→ **Page extract**:
● ● ●

Hyperparameter Optimization#

After your prototype has been verified and runs smoothly with ProtoTrainer, you can scale it to an ablation study, perform parallel hyperparameter optimization, and analyze the results with Ablator.

In this chapter, we will learn how to set up and launch a parallel ablation experiment for an ablation study with Ablator.

Similarly to launching a prototype experiment, here there are also 3 main steps to run an ablation experiment in ablator:

Configure the experiment.
Create model wrapper that defines boiler-plate code for training and evaluating models.
Create the trainer and launch the experiment.

Recall from the Introduction tutorial, Ablator combines Optuna for hyperparameter optimization (HPO) and Ray back-end for parallelizing the trials. So, an extra step is to start a ray cluster before launching the experiment.

● ● ●

→ **Image point annotation entries**:
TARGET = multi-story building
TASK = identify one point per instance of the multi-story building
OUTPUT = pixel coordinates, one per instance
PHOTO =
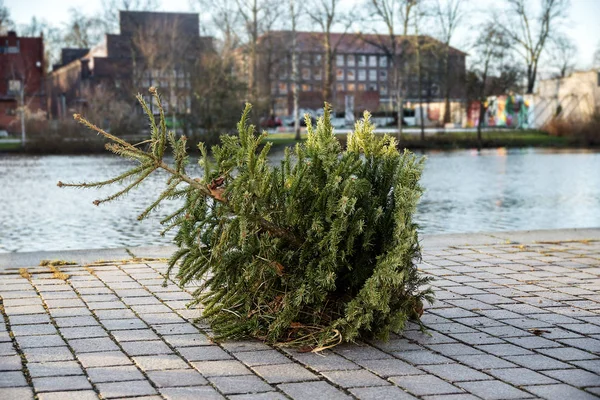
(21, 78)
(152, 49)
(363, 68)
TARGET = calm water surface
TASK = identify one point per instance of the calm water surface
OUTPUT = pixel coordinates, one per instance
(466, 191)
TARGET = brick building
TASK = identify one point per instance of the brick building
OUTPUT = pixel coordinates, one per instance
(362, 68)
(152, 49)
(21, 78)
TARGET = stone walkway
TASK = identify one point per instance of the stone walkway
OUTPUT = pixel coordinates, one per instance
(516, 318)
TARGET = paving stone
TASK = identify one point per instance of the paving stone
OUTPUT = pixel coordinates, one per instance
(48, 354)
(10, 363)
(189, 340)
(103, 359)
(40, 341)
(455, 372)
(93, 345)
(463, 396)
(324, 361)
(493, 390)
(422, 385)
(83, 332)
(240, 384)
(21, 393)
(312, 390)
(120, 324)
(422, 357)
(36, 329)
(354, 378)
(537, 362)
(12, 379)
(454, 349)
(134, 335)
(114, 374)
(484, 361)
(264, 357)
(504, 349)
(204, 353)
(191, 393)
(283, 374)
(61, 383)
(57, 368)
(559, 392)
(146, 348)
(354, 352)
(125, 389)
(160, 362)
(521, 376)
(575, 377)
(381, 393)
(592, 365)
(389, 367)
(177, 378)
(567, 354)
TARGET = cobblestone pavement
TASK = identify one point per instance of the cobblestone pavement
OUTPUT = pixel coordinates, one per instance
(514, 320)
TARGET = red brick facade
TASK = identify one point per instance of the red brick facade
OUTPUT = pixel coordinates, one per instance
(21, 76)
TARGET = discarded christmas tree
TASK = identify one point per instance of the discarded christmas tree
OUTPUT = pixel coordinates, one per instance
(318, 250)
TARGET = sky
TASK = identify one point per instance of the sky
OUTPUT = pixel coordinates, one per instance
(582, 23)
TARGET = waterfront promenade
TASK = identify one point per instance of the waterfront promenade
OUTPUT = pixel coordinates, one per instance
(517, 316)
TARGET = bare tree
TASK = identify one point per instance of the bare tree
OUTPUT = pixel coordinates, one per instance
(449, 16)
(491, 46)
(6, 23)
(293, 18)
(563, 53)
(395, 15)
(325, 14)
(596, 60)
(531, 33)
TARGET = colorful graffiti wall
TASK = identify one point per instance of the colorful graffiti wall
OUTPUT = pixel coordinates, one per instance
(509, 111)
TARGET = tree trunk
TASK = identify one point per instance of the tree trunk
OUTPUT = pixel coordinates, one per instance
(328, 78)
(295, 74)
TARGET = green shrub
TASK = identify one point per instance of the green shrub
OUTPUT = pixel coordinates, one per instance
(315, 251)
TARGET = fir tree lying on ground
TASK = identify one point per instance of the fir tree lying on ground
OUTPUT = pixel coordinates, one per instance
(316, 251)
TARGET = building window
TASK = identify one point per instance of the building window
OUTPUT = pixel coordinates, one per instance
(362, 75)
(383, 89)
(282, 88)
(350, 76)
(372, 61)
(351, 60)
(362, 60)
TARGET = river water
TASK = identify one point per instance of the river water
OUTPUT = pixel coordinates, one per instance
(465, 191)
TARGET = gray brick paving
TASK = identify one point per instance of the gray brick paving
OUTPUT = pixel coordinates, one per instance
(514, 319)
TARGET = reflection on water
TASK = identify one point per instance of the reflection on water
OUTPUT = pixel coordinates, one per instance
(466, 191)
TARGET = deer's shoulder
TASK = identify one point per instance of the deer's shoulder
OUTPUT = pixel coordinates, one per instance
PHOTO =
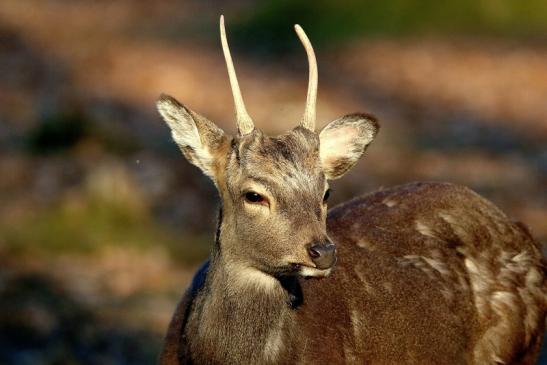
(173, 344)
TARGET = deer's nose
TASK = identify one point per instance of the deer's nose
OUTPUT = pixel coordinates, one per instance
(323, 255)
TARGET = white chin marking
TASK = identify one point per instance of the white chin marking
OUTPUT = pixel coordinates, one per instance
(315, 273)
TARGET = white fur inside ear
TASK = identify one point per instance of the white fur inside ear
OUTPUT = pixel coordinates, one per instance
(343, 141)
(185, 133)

● ● ●

→ **Given exercise A**: Reproduce the hyperparameter optimization page word for word, in full.
→ **Given exercise B**: Rewrite the records from the line containing "TARGET = deer's nose" through the end of the records, keeping every line, and shift each coordinate in the answers by adding 140 to it. Leave all other records out.

→ **Reply A**:
Hyperparameter Optimization#

After your prototype has been verified and runs smoothly with ProtoTrainer, you can scale it to an ablation study, perform parallel hyperparameter optimization, and analyze the results with Ablator.

In this chapter, we will learn how to set up and launch a parallel ablation experiment for an ablation study with Ablator.

Similarly to launching a prototype experiment, here there are also 3 main steps to run an ablation experiment in ablator:

Configure the experiment.
Create model wrapper that defines boiler-plate code for training and evaluating models.
Create the trainer and launch the experiment.

Recall from the Introduction tutorial, Ablator combines Optuna for hyperparameter optimization (HPO) and Ray back-end for parallelizing the trials. So, an extra step is to start a ray cluster before launching the experiment.

→ **Reply B**:
TARGET = deer's nose
TASK = identify one point per instance of the deer's nose
OUTPUT = pixel coordinates, one per instance
(463, 395)
TARGET = white chin marking
TASK = identify one point per instance of the white chin marking
OUTPUT = pixel coordinates, one per instance
(455, 413)
TARGET = white fur inside ear
TASK = identify one point per instance of the white fur inside ear
OUTPUT = pixel coordinates, one per instance
(483, 281)
(325, 273)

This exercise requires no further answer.